| Work to complete |
The entries that follow should be written out exactly.

| Available data |
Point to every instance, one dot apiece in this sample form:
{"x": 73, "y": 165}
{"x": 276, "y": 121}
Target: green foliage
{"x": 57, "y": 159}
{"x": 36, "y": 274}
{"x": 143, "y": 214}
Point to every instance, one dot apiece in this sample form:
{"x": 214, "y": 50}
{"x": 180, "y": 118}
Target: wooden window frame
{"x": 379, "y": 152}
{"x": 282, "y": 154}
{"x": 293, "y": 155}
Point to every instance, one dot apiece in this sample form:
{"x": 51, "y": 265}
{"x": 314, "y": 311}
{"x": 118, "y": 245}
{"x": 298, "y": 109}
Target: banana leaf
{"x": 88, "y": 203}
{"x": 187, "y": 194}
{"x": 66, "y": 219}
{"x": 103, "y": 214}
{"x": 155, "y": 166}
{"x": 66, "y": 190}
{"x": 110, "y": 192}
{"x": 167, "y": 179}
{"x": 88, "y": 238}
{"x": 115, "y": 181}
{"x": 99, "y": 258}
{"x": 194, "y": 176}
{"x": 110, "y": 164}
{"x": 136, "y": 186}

| The solution |
Point to every instance, one dot apiece in this sample form:
{"x": 73, "y": 165}
{"x": 276, "y": 121}
Target: green foliage
{"x": 57, "y": 159}
{"x": 36, "y": 274}
{"x": 143, "y": 214}
Point to every instance, one dot apiece in this sample form:
{"x": 214, "y": 50}
{"x": 180, "y": 118}
Target: wooden window frame
{"x": 379, "y": 152}
{"x": 282, "y": 154}
{"x": 293, "y": 155}
Point to every instance, one dot apiece in this sample form:
{"x": 51, "y": 265}
{"x": 314, "y": 311}
{"x": 118, "y": 245}
{"x": 298, "y": 109}
Target: banana leaf
{"x": 88, "y": 203}
{"x": 187, "y": 194}
{"x": 66, "y": 219}
{"x": 103, "y": 214}
{"x": 155, "y": 166}
{"x": 66, "y": 190}
{"x": 110, "y": 192}
{"x": 167, "y": 179}
{"x": 88, "y": 238}
{"x": 115, "y": 181}
{"x": 99, "y": 258}
{"x": 194, "y": 176}
{"x": 110, "y": 164}
{"x": 136, "y": 186}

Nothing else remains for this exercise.